(Records from a point labeling set)
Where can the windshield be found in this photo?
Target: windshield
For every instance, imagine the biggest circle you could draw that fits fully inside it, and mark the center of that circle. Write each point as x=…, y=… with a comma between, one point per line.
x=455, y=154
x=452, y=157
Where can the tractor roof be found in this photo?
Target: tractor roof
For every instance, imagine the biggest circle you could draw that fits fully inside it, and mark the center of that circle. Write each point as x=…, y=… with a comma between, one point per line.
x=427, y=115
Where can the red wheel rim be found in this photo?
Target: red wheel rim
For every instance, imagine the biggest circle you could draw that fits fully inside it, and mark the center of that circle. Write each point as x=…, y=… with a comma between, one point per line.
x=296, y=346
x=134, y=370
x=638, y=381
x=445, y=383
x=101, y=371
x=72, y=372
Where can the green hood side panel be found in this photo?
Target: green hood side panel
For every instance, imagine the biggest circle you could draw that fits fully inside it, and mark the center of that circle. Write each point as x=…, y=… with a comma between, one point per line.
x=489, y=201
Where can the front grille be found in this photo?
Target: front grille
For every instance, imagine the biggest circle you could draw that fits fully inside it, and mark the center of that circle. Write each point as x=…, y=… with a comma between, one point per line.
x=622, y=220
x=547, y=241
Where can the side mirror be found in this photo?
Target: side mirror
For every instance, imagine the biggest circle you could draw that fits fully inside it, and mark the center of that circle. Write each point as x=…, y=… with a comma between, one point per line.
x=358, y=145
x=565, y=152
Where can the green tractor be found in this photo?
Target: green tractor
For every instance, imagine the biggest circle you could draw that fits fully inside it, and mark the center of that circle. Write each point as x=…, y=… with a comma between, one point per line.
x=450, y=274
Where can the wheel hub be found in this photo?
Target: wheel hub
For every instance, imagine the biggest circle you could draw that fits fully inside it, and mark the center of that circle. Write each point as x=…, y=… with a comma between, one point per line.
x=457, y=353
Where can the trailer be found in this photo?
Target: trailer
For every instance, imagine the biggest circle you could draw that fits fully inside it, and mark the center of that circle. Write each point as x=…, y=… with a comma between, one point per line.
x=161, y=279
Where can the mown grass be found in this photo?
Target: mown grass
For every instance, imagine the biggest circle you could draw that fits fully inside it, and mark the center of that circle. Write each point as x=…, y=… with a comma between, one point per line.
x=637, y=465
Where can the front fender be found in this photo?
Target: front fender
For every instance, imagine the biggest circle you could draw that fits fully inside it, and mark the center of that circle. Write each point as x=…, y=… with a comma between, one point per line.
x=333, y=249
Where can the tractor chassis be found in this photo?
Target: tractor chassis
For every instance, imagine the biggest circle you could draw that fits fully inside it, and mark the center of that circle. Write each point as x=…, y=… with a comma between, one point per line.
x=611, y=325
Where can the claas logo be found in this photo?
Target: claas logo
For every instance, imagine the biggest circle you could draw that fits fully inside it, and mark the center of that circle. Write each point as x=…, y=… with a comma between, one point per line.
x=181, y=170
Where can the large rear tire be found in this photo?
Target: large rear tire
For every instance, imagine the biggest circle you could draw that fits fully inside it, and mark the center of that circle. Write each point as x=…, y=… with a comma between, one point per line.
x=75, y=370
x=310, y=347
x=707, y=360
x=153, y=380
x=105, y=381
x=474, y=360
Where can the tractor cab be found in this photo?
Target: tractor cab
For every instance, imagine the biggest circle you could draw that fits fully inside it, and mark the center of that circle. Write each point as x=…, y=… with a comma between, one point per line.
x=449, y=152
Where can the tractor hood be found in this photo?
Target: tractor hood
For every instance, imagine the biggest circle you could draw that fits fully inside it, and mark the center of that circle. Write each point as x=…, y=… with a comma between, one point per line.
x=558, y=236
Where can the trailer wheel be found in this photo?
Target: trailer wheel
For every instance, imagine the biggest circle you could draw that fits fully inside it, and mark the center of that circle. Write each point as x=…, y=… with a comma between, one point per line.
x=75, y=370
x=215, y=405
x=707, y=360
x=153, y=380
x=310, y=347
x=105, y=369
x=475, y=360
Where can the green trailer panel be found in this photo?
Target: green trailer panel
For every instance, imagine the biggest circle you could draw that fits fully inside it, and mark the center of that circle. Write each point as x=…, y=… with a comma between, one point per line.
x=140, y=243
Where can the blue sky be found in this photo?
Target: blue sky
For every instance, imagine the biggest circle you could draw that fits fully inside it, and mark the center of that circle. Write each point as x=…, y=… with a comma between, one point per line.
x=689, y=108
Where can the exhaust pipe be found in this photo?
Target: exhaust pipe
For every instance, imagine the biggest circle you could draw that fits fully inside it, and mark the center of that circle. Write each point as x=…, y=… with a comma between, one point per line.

Written exercise |
Edit the lines above by replacing "biggest circle" with "largest circle" wherever it occurs, leaving everything else unchanged.

Problem solution |
Where can the windshield be found in this photo?
Target: windshield
For every instance, imagine the largest circle you could draw that fits fully inside it, and mark the center of that circle. Write each point as x=…, y=… with a comma between, one point per line.
x=455, y=154
x=452, y=157
Where can the tractor roof be found in this photo?
Target: tractor roof
For every instance, imagine the largest circle you could draw that fits fully inside it, and mark the center of that circle. Write each point as x=…, y=… with a comma between, one point per line.
x=427, y=115
Where can the red wheel rim be found in this photo?
Target: red wheel rim
For every instance, imagine the largest circle you could draw that fits fully inside it, and mark the center of that circle. Write each point as x=…, y=… with a comma between, one point per line.
x=296, y=346
x=134, y=370
x=638, y=381
x=445, y=383
x=101, y=371
x=72, y=372
Where can the green hood side panel be found in this photo?
Target: green hood side panel
For every instance, imagine the largest circle you could draw that fits fully inside it, and mark the center of that circle. Write each point as x=…, y=… with a comma between, one point per line.
x=489, y=201
Where can the front grille be found in this photo?
Target: front grille
For every instance, imagine the largest circle you could draw that fits fully inside it, and mark the center of that circle. Write each point as x=…, y=… with a comma between, one point per line.
x=622, y=220
x=547, y=241
Where can the side mirror be found in this photo?
Target: side mirror
For every instance, imagine the largest circle you could draw that fits fully inside it, and mark the center of that circle. Write each point as x=…, y=… with a comma between, one point per line.
x=358, y=145
x=565, y=152
Where can the green tractor be found in this photo?
Target: green tractor
For every instance, imagine the largest circle you could draw that fits fully inside it, and mark the center of that circle. Write each point as x=…, y=… with a comma between, one point per line.
x=450, y=274
Where can the wheel hub be found in this photo?
Target: wheel hub
For every instance, imagine the largest circle you could draw that fits fully inside it, and mark the center of that circle. Write each point as x=…, y=… with a comma between, one point per line.
x=457, y=353
Where can the trailer be found in this photo?
Target: trailer
For every instance, imagine the largest circle you could draw that fits fully inside it, and mark the center of that circle. Write each point as x=…, y=… with a comma between, one point per line.
x=161, y=279
Where can the mown grass be found in this photo?
Target: mown grass
For every instance, imagine the largest circle you could draw that fits fully inside it, and mark the center of that circle. Write each point as x=…, y=… with a comma between, one point per line.
x=637, y=465
Where can the front fender be found in this photo?
Target: front fender
For every instance, imagine the largest circle you could draw that fits fully inside it, and mark the center of that circle. Write each point as x=…, y=… with a comma between, one point per line.
x=333, y=249
Where can the tractor chassis be found in this photo?
Target: tractor chassis
For every instance, imagine the largest circle you could draw that fits fully inside it, and mark the center of that circle. Write each point as x=…, y=… with a comma between, one point per line.
x=611, y=325
Where can the claas logo be found in this photo?
Target: claas logo
For every instance, imagine the largest circle you could draw that fits fully inside it, and mark the center of that circle. Write each point as x=…, y=… with a comma between, one point per line.
x=181, y=170
Where can the large rear tire be found in this photo?
Target: large rear tire
For every instance, imagine the largest circle you could draw that fits fully inside it, and mark the center of that circle. Write each point as x=…, y=… with a comma between, one point per line.
x=75, y=370
x=310, y=347
x=707, y=360
x=153, y=380
x=105, y=381
x=474, y=360
Where can the tractor cab be found in this photo?
Target: tractor cab
For every instance, imagine the largest circle you could draw that fits fully inside it, and mark the center of that circle. Write each point as x=…, y=… with a comma between, one point per line.
x=449, y=152
Where can the tractor hood be found in this photo?
Target: tractor hood
For every instance, imagine the largest circle you could draw that fits fully inside it, and mark the center of that circle. Write each point as x=…, y=… with a comma between, one point per line.
x=558, y=236
Where can the trailer wheel be found in this photo?
Target: trailer wheel
For every instance, imagine the largest circle you could draw that fits fully inside it, and mark the center of that circle. Write each point as x=…, y=… with a comma between, one point per line.
x=75, y=370
x=215, y=405
x=707, y=360
x=153, y=380
x=310, y=347
x=105, y=369
x=475, y=360
Where can the green trailer panel be found in this photo?
Target: green trailer panel
For every instance, imagine the largest circle you could draw that fits fully inside it, and mark the center of that circle. Write each point as x=…, y=… with a comma between, one point per line.
x=140, y=243
Where can the blue sky be found in this photo?
Target: blue sky
For every instance, imagine the largest circle you could draw that fits fully inside it, and mark the center of that circle. Write each point as x=…, y=… with a comma between, one point per line.
x=689, y=108
Where can the exhaust pipe be found in this photo?
Target: exhaust pipe
For every instance, imagine the largest circle you could draw that fits fully inside it, and mark the center of that circle. Write each point as x=…, y=… with a comma between, one point per line.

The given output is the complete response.